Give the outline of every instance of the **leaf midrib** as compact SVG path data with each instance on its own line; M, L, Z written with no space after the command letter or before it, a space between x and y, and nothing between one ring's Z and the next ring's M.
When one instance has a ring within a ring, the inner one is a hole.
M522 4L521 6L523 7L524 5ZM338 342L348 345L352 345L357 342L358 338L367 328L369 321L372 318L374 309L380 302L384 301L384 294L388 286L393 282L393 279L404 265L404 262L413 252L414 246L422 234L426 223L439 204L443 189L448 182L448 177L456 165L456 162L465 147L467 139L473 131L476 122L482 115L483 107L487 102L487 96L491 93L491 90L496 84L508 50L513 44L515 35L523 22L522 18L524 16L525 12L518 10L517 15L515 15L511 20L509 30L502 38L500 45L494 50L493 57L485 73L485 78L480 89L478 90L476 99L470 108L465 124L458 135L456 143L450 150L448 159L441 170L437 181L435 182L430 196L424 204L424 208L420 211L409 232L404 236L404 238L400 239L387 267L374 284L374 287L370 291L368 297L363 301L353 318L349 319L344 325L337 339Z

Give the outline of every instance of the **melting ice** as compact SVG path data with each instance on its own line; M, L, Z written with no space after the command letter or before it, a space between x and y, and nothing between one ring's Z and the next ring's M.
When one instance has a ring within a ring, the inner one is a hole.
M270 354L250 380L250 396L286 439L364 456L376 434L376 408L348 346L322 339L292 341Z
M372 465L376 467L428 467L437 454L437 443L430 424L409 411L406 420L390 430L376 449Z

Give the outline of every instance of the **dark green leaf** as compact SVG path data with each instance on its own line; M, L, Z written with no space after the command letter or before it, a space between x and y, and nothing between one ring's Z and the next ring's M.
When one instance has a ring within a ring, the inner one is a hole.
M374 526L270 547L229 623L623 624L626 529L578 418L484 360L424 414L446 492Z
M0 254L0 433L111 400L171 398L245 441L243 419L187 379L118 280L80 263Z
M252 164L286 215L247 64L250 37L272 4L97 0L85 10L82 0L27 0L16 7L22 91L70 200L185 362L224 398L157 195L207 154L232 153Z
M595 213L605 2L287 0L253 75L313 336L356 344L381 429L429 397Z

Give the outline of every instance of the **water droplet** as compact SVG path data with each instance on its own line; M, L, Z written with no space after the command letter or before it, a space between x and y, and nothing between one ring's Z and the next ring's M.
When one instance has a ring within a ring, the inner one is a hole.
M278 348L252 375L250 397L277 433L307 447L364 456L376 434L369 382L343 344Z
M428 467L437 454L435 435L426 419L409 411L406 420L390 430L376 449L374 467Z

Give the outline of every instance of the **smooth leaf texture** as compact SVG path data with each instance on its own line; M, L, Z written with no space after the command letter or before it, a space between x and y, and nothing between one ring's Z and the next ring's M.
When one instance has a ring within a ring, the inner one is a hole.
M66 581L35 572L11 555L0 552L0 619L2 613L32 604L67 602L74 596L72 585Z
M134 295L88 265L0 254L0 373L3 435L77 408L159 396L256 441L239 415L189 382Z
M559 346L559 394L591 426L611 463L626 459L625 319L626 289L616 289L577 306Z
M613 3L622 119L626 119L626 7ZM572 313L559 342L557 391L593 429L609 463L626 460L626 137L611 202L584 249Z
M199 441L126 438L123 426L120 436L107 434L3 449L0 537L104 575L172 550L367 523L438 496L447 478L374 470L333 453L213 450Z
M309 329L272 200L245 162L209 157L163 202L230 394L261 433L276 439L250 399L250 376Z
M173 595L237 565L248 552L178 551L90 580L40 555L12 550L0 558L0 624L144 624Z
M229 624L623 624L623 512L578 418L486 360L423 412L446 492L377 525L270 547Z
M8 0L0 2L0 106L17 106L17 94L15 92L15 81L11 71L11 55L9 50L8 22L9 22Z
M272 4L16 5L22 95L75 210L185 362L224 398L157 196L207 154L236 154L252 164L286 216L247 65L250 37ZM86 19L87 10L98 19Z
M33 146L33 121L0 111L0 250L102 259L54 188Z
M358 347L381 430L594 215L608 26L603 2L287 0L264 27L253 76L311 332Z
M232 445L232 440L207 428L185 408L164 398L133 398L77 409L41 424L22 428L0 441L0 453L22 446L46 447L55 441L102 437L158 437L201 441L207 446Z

******************************

Please rewrite the items above with "compact SVG path data" changed to "SVG path strings" wherever it appears. Leave everything else as it is.

ANSWER TO THIS EXERCISE:
Give the outline of every instance of the **leaf midrib** as SVG path strings with each instance on its own line; M, L, Z written with no space after the command letter or before it, a space between x and y, and nothing between one ring's Z and the next ring's M.
When one instance has a ring within a ring, the inner one is a hole.
M522 4L521 6L523 7L524 5ZM338 342L348 345L352 345L357 342L358 338L367 328L369 321L372 318L374 309L380 302L384 301L384 294L388 286L393 282L393 279L404 265L404 262L413 252L414 246L422 234L426 223L439 204L443 189L448 182L448 177L456 165L456 162L465 147L467 139L473 131L476 122L482 115L483 107L487 102L487 96L491 93L491 90L496 84L508 50L513 44L515 35L523 22L522 18L524 16L525 12L518 10L517 15L515 15L511 20L509 30L502 38L500 45L494 50L493 57L485 73L485 78L480 89L478 90L476 99L470 108L465 124L458 135L456 143L450 150L448 159L441 170L437 181L435 182L430 196L424 204L424 208L420 211L409 232L404 236L404 238L400 239L387 267L374 284L374 287L370 291L368 297L363 301L353 318L349 319L344 325L337 339Z

Give the outline of every instance of the **melting ice** as SVG path strings with each instance on its own line; M, L, Z written with no space after the command letter or before it, a space between x and y, and nothing between one ring's Z and the next ring's M.
When one instance has a ring within a ring, the inner one is a hole.
M270 354L250 380L250 396L286 439L364 456L376 434L376 408L348 346L322 339L292 341Z
M372 465L376 467L428 467L437 454L437 443L430 424L409 411L406 420L390 430L376 449Z

Give the outline of every instance of the **dark green leaf** as SVG path strings with each instance on its own line; M, L, Z written with no space after the command letter or before it, a space between x and y, and nothing between one ring's Z and the next ring's M.
When one instance has a ring within a ring, the inner one is a hole.
M374 526L270 547L229 623L623 624L626 529L578 418L484 360L424 414L446 492Z
M0 254L0 433L111 400L171 398L245 441L243 419L187 379L118 280L80 263Z
M252 164L286 215L247 64L250 37L272 4L97 0L85 10L82 0L27 0L16 7L22 91L70 200L185 362L224 398L157 195L207 154L232 153Z
M595 213L605 2L287 0L253 75L313 336L356 344L381 429L429 397Z

Give the outline of every instance of the **water droplet** as SVG path strings with each instance on its own line; M, L, Z written with no space after the command letter or before it, a space between x and y, and nothing between one ring's Z and the next ring's M.
When one instance has a ring within a ring, the inner one is a hole.
M278 348L252 375L250 397L277 433L307 447L364 456L376 434L369 382L343 344Z
M428 467L437 454L435 435L426 419L409 411L406 420L390 430L376 449L374 467Z

Give the outline of every instance of the **smooth leaf texture** as SVG path strings with each instance on its own line; M, L, Z written with no space after the command letter or before it, a space between x and y, and nothing between one ring's Z and the next ring's M.
When one instance has a ring within a ring, the inner one is a hole.
M66 581L35 572L11 555L0 552L0 619L2 613L32 604L67 602L74 596L72 585Z
M134 295L88 265L0 254L0 373L3 435L77 408L159 396L256 441L239 415L189 382Z
M559 346L559 394L591 426L611 463L626 459L625 319L626 289L616 289L577 306Z
M613 3L622 119L626 119L626 7ZM572 313L559 342L557 391L593 429L609 463L626 460L626 137L611 202L584 249Z
M199 441L126 438L123 426L120 436L107 434L3 449L0 537L104 575L172 550L367 523L438 496L447 478L374 470L333 453L213 450Z
M309 329L272 200L245 162L209 157L163 202L230 394L261 433L276 439L250 399L250 376Z
M173 595L237 565L248 552L178 551L90 580L40 555L12 550L0 558L0 624L144 624Z
M229 624L623 624L623 512L578 418L486 360L423 412L446 492L377 525L270 547Z
M8 0L0 2L0 106L17 106L17 94L15 92L15 81L11 71L11 55L9 50L8 22L9 22Z
M272 4L16 5L22 95L75 210L185 362L224 398L157 196L207 154L236 154L252 164L286 216L247 65L250 37ZM86 19L87 10L98 19Z
M33 146L33 121L0 111L0 250L102 259L54 188Z
M358 347L381 430L594 215L608 26L603 2L287 0L264 27L253 76L311 332Z
M232 445L232 440L207 428L185 408L164 398L133 398L77 409L41 424L22 428L0 441L0 453L22 446L46 447L55 441L102 437L158 437L201 441L207 446Z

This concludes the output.